McKenna – Um dos grandes poderes de Steve era escolher boas equipes. Ele não inventou nada, e a maioria das ideias vinha de outras pessoas. Mas ele era capaz de impulsionar aquelas ideias, fazer você torná-las ainda melhores e ir além. Ele era capaz de ver coisas, formatar um modelo de como as coisas deveriam ser e daí forçar você até a excelência. Um exemplo é Tim Cook, o presidente agora. Quando Steve voltou à diretoria, a Apple fabricava a maioria de seus produtos. Eles não tinham logística. Tim Cook eliminou a fabricação própria e começou a terceirizar todos os componentes ao redor do mundo. E ele fez isso com um sistema de automação logística que provavelmente é o mais avançado do mundo. Ele construiu as lojas de varejo. Quando um iPad é lançado, é entregue para todos no mesmo dia. E as lojas recebem antes. Essa logística e essa coordenação, isso é trabalho do Tim Cook. Outro cara que chegou à Apple antes de Steve retornar é Jonathan Ive. Ele é o designer. Ele projetou todos os produtos da Apple que você vê hoje. O visual, as formas, tudo. Ele e Steve costumavam discutir as ideias, sim, mas ele é o cara criativo por trás de tudo. E há muitos outros. Então, não existe uma única pessoa, eles não têm a personalidade de Steve, não têm a articulação dele. E uma empresa sempre perde algo quando fica sem seu fundador. Não saberemos se isso é ou não uma coisa grave por alguns anos. E a última coisa que ele disse a Tim Cook foi: “Nunca se pergunte o que Steve Jobs faria”. Isso é muito sábio.

ZH – A Apple será capaz de manter essa equipe pelos próximos anos?
McKenna – Eu detesto dizer isso, mas de alguma maneira pode ser que a Apple até melhore. Quando há alguém no topo com uma direção, ele tem a sua visão. Vou dar um exemplo. Uma coisa que se pode dizer sobre Steve é que ele não era muito filantrópico. Ele planejava, mas dizia que faria isso depois. A empresa não participava em muitas atividades da comunidade. Três semanas depois que Steve morreu, Tim Cook anunciou que dobraria as doações feitas por funcionários até o teto de US$ 10 mil anuais por pessoa. Então, para algumas coisas, pode ser que melhore. Mas você ainda vai ter aquele líder dinâmico? Não, é mais ou menos como a morte de John Lennon. A música não tem mais aquela harmonia, mas você ainda tem música criativa.

 
"Os softwares serão a nova onda. 
A primeira tarefa foi  automatizar fábricas, máquinas. 
Agora estamos automatizando serviços"

ZH – Qual é a maior invenção da Apple?

McKenna – É difícil dizer. O Apple II foi o início da computação pessoal. O microchip do Apple II é do tamanho da unha do seu polegar. Há 4,5 mil transístores ali. O Mac atual tem 800 milhões em um espaço um pouquinho maior. O Mac hoje é mais barato do que o primeiro. A visão de Steve do computador pessoal foi completada com o iPhone, que é mais um computador do que um telefone. As aplicações são 90% do telefone. O iPad é só um iPhone grande, sem a função de telefone.

TAREFAS DO EXERCÍCIO
(1) Reescreva o trecho do texto fornecido começando em "McKenna – Eu" e seguindo até "a nova onda.". Substitua "filantrópico" por "generoso".
(2) Por favor, diga quantos transístores há no microchip do Apple II, segundo o texto fornecido.
Os itens não são necessários para realizar as tarefas.

DADOS BRUTOS

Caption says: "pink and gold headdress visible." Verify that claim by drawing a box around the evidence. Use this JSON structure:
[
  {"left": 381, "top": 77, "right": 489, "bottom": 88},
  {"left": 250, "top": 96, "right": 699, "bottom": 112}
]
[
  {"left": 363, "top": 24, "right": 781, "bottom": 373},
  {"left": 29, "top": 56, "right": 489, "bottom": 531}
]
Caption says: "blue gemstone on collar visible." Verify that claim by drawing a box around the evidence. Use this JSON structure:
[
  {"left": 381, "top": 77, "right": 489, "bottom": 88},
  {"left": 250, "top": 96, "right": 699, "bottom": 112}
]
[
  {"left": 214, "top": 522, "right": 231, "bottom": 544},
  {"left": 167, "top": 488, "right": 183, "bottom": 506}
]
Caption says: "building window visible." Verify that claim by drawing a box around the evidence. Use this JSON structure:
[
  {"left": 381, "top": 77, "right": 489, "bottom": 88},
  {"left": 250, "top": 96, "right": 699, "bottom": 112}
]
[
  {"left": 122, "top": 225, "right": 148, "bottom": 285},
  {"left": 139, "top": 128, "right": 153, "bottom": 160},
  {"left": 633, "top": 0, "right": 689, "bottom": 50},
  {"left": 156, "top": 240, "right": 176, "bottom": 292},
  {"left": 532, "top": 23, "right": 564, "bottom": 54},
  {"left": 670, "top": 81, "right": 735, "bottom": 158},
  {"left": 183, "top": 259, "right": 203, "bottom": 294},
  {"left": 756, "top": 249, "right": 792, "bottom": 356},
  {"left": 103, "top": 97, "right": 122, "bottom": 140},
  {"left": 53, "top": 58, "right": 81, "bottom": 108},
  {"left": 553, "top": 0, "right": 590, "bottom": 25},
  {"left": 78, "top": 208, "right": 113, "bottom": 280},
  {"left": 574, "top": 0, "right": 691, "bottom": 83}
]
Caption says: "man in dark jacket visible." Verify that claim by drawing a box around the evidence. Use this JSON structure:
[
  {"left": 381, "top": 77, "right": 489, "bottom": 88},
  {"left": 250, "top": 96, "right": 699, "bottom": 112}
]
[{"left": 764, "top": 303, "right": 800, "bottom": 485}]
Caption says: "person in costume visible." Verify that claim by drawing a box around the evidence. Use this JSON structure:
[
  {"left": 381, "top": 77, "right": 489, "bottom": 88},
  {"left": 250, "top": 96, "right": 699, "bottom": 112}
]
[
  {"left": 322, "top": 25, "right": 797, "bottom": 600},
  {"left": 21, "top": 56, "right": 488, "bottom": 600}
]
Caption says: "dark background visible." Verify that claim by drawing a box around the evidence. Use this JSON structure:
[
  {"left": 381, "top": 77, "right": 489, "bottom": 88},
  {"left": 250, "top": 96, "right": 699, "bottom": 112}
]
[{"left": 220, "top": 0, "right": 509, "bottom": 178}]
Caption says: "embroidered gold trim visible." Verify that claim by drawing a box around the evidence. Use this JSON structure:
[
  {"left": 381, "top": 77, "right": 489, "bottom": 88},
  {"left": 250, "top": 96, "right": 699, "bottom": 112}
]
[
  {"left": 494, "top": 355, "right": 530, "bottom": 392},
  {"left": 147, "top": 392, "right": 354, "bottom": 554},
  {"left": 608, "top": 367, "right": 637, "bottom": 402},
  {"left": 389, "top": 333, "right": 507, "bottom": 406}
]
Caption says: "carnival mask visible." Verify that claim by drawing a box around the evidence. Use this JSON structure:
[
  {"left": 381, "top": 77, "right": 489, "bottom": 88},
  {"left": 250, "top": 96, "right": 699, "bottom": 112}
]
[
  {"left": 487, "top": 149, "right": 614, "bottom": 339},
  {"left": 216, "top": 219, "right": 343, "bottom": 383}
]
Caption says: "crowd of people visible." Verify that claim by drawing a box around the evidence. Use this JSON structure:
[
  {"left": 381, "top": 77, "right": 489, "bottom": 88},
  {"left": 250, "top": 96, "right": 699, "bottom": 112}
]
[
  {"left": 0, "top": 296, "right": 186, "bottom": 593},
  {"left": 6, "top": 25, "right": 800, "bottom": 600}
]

LISTA DE SOLUÇÕES
(1)
McKenna – Eu detesto dizer isso, mas de alguma maneira pode ser que a Apple até melhore. Quando há alguém no topo com uma direção, ele tem a sua visão. Vou dar um exemplo. Uma coisa que se pode dizer sobre Steve é que ele não era muito generoso. Ele planejava, mas dizia que faria isso depois. A empresa não participava em muitas atividades da comunidade. Três semanas depois que Steve morreu, Tim Cook anunciou que dobraria as doações feitas por funcionários até o teto de US$ 10 mil anuais por pessoa. Então, para algumas coisas, pode ser que melhore. Mas você ainda vai ter aquele líder dinâmico? Não, é mais ou menos como a morte de John Lennon. A música não tem mais aquela harmonia, mas você ainda tem música criativa.

 
"Os softwares serão a nova onda.

(2) Há 4,5 mil transístores no microchip do Apple II.